**THE TASK**
Copy each line below word for word and drop every image.

======

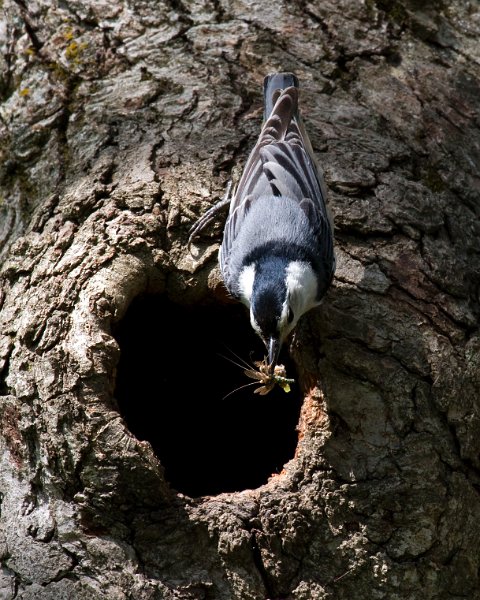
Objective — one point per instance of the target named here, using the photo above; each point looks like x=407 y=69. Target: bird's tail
x=273 y=84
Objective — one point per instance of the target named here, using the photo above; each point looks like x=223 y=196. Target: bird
x=277 y=255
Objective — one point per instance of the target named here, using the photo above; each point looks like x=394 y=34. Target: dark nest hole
x=173 y=389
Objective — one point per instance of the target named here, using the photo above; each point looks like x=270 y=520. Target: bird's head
x=278 y=293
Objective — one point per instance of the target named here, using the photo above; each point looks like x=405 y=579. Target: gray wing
x=282 y=165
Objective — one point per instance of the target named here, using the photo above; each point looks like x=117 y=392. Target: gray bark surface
x=120 y=124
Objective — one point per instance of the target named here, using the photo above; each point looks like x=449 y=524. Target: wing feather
x=281 y=164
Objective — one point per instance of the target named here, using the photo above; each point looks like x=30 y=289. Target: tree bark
x=121 y=123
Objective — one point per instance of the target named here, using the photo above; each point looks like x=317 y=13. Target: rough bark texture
x=121 y=122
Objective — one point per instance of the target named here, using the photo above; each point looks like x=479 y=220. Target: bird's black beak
x=273 y=351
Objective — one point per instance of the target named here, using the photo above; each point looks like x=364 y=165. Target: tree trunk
x=121 y=123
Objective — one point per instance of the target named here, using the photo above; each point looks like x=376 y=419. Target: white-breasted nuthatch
x=277 y=252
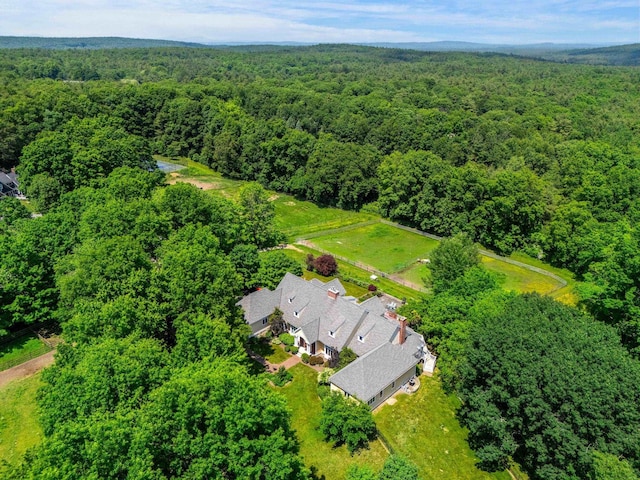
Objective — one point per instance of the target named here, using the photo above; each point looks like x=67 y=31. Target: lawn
x=326 y=461
x=348 y=271
x=20 y=350
x=424 y=428
x=382 y=246
x=19 y=427
x=299 y=218
x=359 y=237
x=520 y=279
x=273 y=353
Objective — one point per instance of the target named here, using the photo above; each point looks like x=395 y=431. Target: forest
x=514 y=154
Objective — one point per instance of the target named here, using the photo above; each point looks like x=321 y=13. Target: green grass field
x=327 y=462
x=379 y=245
x=348 y=271
x=273 y=353
x=424 y=428
x=20 y=350
x=514 y=277
x=19 y=427
x=296 y=218
x=382 y=246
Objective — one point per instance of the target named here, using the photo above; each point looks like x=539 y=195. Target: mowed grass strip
x=21 y=350
x=327 y=461
x=385 y=247
x=296 y=218
x=424 y=428
x=348 y=271
x=19 y=427
x=520 y=279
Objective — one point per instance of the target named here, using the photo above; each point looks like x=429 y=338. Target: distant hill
x=89 y=43
x=485 y=47
x=620 y=55
x=628 y=55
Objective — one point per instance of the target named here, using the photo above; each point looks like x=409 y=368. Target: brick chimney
x=402 y=335
x=333 y=293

======

**EXERCISE ANSWER**
Objective — one point per instance of the target named here, using the photo above; each point looks like x=407 y=69. Target: bird's tail
x=273 y=84
Objective — one point per instance of the target named here, using the photo above; each point looks like x=223 y=196. Target: bird
x=277 y=255
Objective — one point per instance of the target named here, using the photo above; each point looks like x=394 y=34. Target: dark nest hole
x=173 y=389
Objective — one point per instance of the target named here, using the photo above; each point looks like x=270 y=520. Target: bird's head
x=278 y=293
Objective — one point per instance of the target named here, using the photo above; each point looks like x=405 y=579. Target: gray wing
x=282 y=165
Objective — one point per instance of the target named here, using the photo above; each point looks like x=117 y=392. Target: gray bark surface
x=120 y=124
Objective — one point per instance of the target named here, using the photo above; each point looks like x=449 y=524. Target: wing feather
x=281 y=164
Objective — one point per instance of the target named here, using the photo above; each point looks like x=30 y=289. Target: tree bark
x=121 y=123
Objective — one point per instance of the target named here, using the photo above; each point looks like x=317 y=13. Target: rough bark texture
x=121 y=122
Objective — one point per instance of the target named here, using the photo above; each point looks like x=479 y=220. Target: bird's black beak
x=273 y=351
Objective — one point per instance of the target named here, using the photo above; each point looks like x=364 y=165. Target: tree trunk
x=121 y=123
Objective — one point per instance of the target named here, using the photo above; each point looks like x=376 y=419. Target: white-breasted nuthatch
x=277 y=252
Objective — one point per instance of the target named here, using the photo above; each point looks like x=67 y=31. Target: lawn
x=326 y=461
x=348 y=271
x=20 y=350
x=424 y=428
x=382 y=246
x=19 y=427
x=299 y=218
x=359 y=237
x=520 y=279
x=273 y=353
Objective — one point per instance of the target named here, using the photo above; each point looks like x=395 y=431. Target: forest
x=514 y=154
Objective — one point per instance of the target named here, using the photo above; each point looks like x=321 y=13. Target: green grass field
x=327 y=462
x=379 y=245
x=348 y=271
x=273 y=353
x=424 y=428
x=20 y=350
x=514 y=277
x=19 y=427
x=296 y=218
x=382 y=246
Objective — one point per instance of the target named here, using the photo above; each point looks like x=539 y=195. Target: mowed grass strip
x=21 y=350
x=327 y=461
x=385 y=247
x=296 y=218
x=424 y=428
x=348 y=271
x=19 y=427
x=520 y=279
Objective — one point per instance of the target named here, using the photo above; each point looks like x=429 y=338. Target: distant hill
x=89 y=43
x=485 y=47
x=620 y=55
x=628 y=55
Objective — one point per instance of the target named here, using the photo above; each point looks like x=409 y=368. Target: brick chimney
x=402 y=335
x=333 y=293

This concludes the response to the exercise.